• To do: Copy out each line of the material below with no changes.

(Rows from a pointing dataset)
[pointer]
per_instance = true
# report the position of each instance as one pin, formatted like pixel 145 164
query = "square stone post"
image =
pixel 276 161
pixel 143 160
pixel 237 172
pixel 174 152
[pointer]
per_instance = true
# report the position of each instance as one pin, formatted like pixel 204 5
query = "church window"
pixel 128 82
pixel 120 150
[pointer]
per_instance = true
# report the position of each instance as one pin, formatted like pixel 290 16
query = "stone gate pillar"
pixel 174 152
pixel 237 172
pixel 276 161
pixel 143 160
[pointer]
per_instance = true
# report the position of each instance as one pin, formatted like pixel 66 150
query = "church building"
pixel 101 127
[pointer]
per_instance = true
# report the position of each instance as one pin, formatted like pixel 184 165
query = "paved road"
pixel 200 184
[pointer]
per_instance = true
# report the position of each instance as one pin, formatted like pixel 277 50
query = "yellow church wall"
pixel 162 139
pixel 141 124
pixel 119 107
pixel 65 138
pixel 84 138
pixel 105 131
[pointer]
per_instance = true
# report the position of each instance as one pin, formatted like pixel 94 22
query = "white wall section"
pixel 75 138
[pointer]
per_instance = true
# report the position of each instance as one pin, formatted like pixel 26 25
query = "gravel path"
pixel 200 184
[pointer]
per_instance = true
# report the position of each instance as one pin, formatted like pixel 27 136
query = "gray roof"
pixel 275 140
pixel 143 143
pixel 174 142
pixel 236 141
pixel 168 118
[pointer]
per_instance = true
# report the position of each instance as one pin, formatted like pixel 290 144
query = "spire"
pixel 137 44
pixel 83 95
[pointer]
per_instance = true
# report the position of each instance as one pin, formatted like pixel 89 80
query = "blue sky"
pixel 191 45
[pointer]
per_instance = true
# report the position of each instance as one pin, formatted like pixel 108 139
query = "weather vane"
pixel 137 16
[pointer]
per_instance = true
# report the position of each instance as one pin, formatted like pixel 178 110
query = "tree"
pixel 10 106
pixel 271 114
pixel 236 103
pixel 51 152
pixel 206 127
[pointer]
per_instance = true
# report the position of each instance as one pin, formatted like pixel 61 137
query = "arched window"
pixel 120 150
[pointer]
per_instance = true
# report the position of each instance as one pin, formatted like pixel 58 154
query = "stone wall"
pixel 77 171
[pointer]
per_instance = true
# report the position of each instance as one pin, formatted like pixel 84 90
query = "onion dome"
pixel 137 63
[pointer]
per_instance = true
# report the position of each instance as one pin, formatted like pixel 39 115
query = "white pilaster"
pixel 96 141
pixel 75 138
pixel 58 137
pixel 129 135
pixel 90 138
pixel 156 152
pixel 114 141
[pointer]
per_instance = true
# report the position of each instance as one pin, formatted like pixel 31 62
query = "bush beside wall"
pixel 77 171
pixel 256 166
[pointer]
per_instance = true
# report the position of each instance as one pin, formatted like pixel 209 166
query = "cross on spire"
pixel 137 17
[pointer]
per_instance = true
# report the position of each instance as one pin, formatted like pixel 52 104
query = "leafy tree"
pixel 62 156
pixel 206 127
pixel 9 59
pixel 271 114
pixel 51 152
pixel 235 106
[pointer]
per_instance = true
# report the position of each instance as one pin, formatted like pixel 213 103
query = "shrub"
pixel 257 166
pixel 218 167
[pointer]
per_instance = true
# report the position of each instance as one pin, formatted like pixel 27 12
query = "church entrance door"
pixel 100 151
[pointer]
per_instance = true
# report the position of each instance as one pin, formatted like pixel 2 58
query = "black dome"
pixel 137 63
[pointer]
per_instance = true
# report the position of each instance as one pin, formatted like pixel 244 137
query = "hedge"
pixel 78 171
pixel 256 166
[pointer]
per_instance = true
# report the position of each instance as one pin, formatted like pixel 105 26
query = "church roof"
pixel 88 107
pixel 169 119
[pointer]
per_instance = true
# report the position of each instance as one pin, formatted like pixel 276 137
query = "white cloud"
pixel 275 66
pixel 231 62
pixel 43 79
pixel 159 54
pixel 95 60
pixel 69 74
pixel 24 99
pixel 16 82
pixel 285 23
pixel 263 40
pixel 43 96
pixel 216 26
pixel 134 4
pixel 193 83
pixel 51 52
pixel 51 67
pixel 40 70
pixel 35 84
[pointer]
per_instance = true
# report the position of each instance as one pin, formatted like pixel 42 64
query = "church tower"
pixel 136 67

• Task answer:
[pointer]
per_instance = true
# report the position of each instance as one pin, formatted like pixel 145 164
query = "square stone post"
image =
pixel 276 161
pixel 143 160
pixel 237 172
pixel 174 152
[pointer]
per_instance = true
# report the position of each instance as one pin, formatted like pixel 204 5
query = "church window"
pixel 128 82
pixel 120 150
[pointer]
per_instance = true
# report the position of each instance as one pin, formatted like pixel 290 16
query = "stone gate pillar"
pixel 174 152
pixel 237 172
pixel 276 161
pixel 143 160
[pointer]
per_instance = true
# report the position of each instance as one pin, formatted like pixel 66 150
query = "church building"
pixel 101 127
[pointer]
per_instance = true
# report the position of each instance as one pin, formatted like pixel 184 165
query = "paved road"
pixel 200 184
[pointer]
per_instance = true
# report the position of each instance as one pin, formatted like pixel 277 50
query = "yellow church wall"
pixel 162 139
pixel 141 124
pixel 119 107
pixel 65 138
pixel 84 138
pixel 105 131
[pointer]
per_instance = true
# report the position of each instance as one pin, formatted like pixel 94 22
query = "white wall section"
pixel 75 138
[pointer]
per_instance = true
# report the position of each instance as one pin, formatted like pixel 26 25
query = "gravel path"
pixel 200 184
[pointer]
per_instance = true
# report the position of each instance as one pin, formatted like pixel 27 136
query = "gray roof"
pixel 275 140
pixel 143 143
pixel 174 142
pixel 236 141
pixel 168 118
[pointer]
per_instance = true
# report the position of each instance as one pin, formatted like pixel 290 144
query = "spire"
pixel 137 44
pixel 83 95
[pointer]
per_instance = true
# report the position of each instance as one pin, formatted like pixel 89 80
query = "blue sky"
pixel 191 45
[pointer]
per_instance = true
# report the position of each instance as one pin, formatted like pixel 108 139
query = "weather vane"
pixel 137 16
[pointer]
per_instance = true
# report the position of each instance as one pin, formatted like pixel 178 110
query = "tree"
pixel 10 106
pixel 271 114
pixel 236 103
pixel 51 152
pixel 206 127
[pointer]
per_instance = true
# report the position of each instance as one pin, formatted like pixel 61 137
query = "arched window"
pixel 120 150
[pointer]
per_instance = true
# report the position of each instance as one pin, formatted like pixel 58 154
query = "stone wall"
pixel 77 171
[pointer]
per_instance = true
# report the position of each instance as one pin, formatted like pixel 84 90
query = "onion dome"
pixel 137 63
[pointer]
per_instance = true
# report the position of each instance as one pin, formatted like pixel 39 115
query = "white pilaster"
pixel 96 141
pixel 75 138
pixel 58 137
pixel 129 135
pixel 90 138
pixel 156 152
pixel 114 141
[pointer]
per_instance = true
# report the position of each instance as one pin, formatted like pixel 31 62
query = "bush beside wall"
pixel 77 171
pixel 256 166
[pointer]
per_instance = true
# report the position of each instance as one pin, formatted like pixel 209 166
query = "cross on spire"
pixel 137 17
[pointer]
per_instance = true
# report the position of each instance as one pin, formatted like pixel 52 104
query = "leafy tree"
pixel 62 156
pixel 206 127
pixel 9 59
pixel 271 114
pixel 51 152
pixel 235 106
[pointer]
per_instance = true
# report the position of each instance as one pin, formatted like pixel 213 103
query = "shrub"
pixel 257 166
pixel 218 167
[pointer]
per_instance = true
# report the position of each instance as one pin, formatted like pixel 27 12
query = "church entrance door"
pixel 100 151
[pointer]
per_instance = true
# report the position of each instance as one pin, formatted like pixel 2 58
query = "black dome"
pixel 137 63
[pointer]
per_instance = true
# report the position of each instance as one pin, formatted like pixel 244 137
query = "hedge"
pixel 78 171
pixel 256 166
[pointer]
per_instance = true
# report the position of each instance as one pin, formatted like pixel 105 26
query = "church roof"
pixel 88 107
pixel 169 119
[pointer]
per_instance = true
# report the position of each instance as one pin, formatted like pixel 276 137
query = "white cloud"
pixel 275 66
pixel 231 62
pixel 43 79
pixel 159 54
pixel 95 60
pixel 69 74
pixel 24 99
pixel 16 82
pixel 285 23
pixel 263 40
pixel 43 96
pixel 216 26
pixel 134 4
pixel 193 83
pixel 51 52
pixel 51 67
pixel 40 70
pixel 35 84
[pointer]
per_instance = true
# report the position of each instance as one pin, formatted like pixel 42 64
query = "church tower"
pixel 136 67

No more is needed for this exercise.